• **Task description**: Which lines run from the one containing "Can you find the white cloud?" to the end of the entries? Quote them exactly, and nothing else.

(Some records)
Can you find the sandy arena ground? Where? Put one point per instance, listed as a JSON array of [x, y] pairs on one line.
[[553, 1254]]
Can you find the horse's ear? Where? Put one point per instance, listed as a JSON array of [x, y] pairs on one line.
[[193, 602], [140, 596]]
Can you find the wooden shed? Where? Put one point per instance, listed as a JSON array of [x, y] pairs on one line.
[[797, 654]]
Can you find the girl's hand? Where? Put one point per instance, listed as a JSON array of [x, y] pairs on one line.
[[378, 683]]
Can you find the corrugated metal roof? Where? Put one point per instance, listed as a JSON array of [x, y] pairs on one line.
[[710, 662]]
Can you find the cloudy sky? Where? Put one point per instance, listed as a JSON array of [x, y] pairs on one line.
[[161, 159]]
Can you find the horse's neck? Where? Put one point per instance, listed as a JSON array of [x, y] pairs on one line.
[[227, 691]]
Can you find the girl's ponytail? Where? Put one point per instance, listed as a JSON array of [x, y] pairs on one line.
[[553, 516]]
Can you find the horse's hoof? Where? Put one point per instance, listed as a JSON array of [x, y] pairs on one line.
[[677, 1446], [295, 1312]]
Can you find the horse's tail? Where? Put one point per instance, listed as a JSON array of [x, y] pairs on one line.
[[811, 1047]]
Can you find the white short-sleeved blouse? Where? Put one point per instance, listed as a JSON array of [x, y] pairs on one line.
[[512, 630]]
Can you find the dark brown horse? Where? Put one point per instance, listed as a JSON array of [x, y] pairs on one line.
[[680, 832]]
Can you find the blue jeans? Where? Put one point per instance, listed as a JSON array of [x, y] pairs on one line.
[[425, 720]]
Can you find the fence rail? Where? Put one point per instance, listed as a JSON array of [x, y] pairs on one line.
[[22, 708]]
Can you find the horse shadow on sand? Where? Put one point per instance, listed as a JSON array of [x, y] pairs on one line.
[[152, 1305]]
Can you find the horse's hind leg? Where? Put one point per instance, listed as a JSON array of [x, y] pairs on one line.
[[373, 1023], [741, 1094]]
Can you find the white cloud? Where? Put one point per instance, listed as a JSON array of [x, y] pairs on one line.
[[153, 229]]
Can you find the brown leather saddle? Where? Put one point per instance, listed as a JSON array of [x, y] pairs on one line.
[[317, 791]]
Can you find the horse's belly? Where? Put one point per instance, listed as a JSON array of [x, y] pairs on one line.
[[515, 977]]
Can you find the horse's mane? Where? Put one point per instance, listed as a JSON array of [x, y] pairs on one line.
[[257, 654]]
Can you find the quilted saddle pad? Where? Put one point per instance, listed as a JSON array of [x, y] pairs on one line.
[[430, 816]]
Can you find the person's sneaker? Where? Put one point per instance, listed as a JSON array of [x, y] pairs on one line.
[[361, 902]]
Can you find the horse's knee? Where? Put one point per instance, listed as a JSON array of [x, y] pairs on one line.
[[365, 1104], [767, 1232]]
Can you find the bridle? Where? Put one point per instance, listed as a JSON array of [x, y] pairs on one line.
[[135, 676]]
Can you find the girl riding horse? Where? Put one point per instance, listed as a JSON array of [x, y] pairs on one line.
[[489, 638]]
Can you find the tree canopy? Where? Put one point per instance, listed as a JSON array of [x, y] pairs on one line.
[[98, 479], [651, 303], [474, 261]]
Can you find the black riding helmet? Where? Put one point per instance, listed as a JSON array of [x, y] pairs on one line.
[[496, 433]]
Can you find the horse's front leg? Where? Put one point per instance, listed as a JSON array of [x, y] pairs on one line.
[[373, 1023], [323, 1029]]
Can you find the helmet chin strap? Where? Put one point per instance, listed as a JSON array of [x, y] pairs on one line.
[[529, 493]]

• **Answer to the problem**:
Can you find the white cloud? Where? Put one point per instance, listed as a JSON array of [x, y] pairs on one line.
[[153, 229]]
Can you find the brown leather saddle? Where? Put one point per instance, listed as a JSON array of [x, y] pairs on one line.
[[317, 791]]
Can you find the horse's belly? Where? Put one point per instance, listed as a JSON array of [x, y] pairs on one line.
[[515, 977]]
Can you find the horse's mane? Where? Put one point per instance, listed as a JSON array of [x, y] pairs on one line.
[[257, 654]]
Can you find the quilted saddle pad? Where? Put one point per instance, listed as a JSON array of [x, y] pairs on one line.
[[430, 816]]
Can you find the person's sneaker? Where? Put one point per instance, listed as a JSON array of [x, y] pairs on one line.
[[361, 902]]
Can you find the horse's knee? Where? Put one point per instance, listed as a JSON array of [x, y] pairs on one line.
[[365, 1104], [767, 1232]]
Can you find the bridle? Where? Put one point per instance, listed as a JSON array of [x, y] pairs on one line.
[[135, 676]]
Can you find the girl riding horse? Where? Put one point per instance, listed as a JSON array of [x, y] pairs on one line.
[[489, 638]]
Can you find the tree canopy? Where? Put one point per instance, listed as a JSON array of [x, y] pairs on one line.
[[98, 479], [651, 303], [474, 261]]
Can you find the black riding helmet? Where? Put one point per instance, listed as a JSON array of [x, y] pairs on one line.
[[496, 433]]
Can you find the horse's front leg? Where? Put one point per instance, listed as a JSON array of [x, y] pairs on one line.
[[373, 1023], [323, 1029]]
Can you find the helmet chin strap? Where? Put one point per instance, listed as a JSON array of [x, y] pairs on one line.
[[529, 493]]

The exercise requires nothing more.